GIVEN ENTRIES:
##########
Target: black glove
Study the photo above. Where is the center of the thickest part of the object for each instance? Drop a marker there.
##########
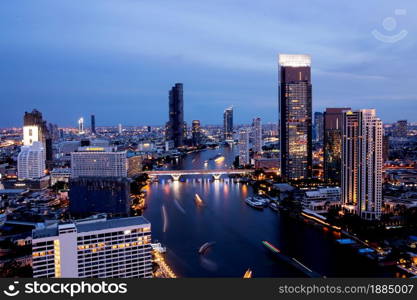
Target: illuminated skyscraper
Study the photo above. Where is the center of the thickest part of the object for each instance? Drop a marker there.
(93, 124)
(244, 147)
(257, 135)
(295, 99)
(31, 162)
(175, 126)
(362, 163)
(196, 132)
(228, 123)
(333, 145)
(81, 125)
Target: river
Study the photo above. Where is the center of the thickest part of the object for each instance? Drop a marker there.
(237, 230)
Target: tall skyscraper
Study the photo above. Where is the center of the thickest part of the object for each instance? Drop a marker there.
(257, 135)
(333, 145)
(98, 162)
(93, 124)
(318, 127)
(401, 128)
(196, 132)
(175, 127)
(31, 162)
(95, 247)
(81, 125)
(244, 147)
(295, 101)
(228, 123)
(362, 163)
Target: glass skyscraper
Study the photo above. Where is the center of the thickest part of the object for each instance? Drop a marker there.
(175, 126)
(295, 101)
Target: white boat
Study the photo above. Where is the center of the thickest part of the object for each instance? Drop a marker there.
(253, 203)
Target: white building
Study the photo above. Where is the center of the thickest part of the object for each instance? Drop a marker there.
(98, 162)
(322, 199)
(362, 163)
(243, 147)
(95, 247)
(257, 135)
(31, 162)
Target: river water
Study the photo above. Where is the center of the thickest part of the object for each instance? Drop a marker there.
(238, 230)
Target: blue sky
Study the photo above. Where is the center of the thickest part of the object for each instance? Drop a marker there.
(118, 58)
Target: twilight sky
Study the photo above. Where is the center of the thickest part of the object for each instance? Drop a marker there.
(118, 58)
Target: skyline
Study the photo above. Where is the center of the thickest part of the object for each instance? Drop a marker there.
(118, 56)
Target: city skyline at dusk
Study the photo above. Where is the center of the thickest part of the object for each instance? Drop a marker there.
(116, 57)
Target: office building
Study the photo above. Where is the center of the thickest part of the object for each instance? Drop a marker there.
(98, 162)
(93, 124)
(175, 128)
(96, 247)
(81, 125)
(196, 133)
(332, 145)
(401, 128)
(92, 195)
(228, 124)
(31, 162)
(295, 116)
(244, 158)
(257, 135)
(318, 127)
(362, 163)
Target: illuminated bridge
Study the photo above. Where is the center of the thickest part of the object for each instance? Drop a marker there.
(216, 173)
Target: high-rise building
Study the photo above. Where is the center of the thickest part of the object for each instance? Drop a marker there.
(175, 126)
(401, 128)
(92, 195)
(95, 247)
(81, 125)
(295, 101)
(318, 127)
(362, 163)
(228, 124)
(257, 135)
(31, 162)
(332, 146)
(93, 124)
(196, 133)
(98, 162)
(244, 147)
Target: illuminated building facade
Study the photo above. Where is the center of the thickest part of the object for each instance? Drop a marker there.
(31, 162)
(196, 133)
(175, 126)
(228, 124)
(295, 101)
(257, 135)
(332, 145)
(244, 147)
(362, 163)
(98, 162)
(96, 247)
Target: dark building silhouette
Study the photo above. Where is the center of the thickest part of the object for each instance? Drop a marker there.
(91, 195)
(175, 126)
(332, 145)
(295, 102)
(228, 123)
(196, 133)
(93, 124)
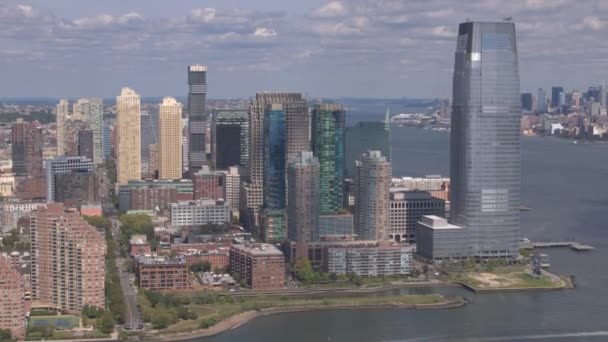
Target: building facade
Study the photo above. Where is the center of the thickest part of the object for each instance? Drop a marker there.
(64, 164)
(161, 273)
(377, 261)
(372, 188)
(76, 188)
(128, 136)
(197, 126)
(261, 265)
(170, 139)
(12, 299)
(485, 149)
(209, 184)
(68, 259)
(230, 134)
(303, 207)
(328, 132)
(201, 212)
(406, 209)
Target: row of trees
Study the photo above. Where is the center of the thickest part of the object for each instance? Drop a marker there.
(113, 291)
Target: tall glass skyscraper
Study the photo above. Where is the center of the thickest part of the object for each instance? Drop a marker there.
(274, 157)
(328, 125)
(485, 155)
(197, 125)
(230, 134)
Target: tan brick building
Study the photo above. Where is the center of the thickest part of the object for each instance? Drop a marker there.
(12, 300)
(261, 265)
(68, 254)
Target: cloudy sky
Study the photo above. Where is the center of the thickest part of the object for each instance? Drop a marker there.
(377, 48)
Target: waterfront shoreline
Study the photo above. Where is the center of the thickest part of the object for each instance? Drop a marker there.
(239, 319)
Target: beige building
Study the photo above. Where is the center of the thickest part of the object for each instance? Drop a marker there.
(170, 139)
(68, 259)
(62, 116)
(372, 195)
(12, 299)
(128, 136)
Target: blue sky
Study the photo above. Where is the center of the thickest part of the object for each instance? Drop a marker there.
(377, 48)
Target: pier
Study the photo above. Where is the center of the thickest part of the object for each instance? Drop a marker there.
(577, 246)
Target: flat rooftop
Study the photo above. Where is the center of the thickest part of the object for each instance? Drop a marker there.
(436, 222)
##########
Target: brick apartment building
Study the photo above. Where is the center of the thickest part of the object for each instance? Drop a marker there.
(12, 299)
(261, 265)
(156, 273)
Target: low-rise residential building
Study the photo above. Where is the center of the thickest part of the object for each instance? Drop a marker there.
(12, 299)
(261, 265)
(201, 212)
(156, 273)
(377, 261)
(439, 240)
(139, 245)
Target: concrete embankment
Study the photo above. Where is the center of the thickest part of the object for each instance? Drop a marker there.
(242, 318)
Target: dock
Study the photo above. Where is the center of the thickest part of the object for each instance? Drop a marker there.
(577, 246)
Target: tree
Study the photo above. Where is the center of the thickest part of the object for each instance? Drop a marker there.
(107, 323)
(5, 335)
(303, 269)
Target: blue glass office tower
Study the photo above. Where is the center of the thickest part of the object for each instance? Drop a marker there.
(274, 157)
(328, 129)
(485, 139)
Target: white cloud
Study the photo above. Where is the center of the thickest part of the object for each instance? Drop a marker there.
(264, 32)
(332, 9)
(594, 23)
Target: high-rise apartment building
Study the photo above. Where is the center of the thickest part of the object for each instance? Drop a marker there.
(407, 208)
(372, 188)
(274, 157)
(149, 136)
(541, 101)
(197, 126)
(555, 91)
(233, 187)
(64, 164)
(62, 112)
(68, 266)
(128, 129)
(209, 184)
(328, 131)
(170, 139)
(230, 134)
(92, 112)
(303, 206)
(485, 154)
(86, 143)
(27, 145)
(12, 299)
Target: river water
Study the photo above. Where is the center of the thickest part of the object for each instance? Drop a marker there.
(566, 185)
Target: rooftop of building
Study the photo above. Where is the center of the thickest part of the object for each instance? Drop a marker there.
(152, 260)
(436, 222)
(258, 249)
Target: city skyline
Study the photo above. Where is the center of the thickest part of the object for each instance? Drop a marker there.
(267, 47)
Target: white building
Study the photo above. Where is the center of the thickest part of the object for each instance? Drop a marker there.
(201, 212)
##########
REQUIRED ACTION: Your reply should hold all the lines from the listing above in which "high" appears.

TASK RESULT:
Target: high-rise building
Target: high-rise apartment building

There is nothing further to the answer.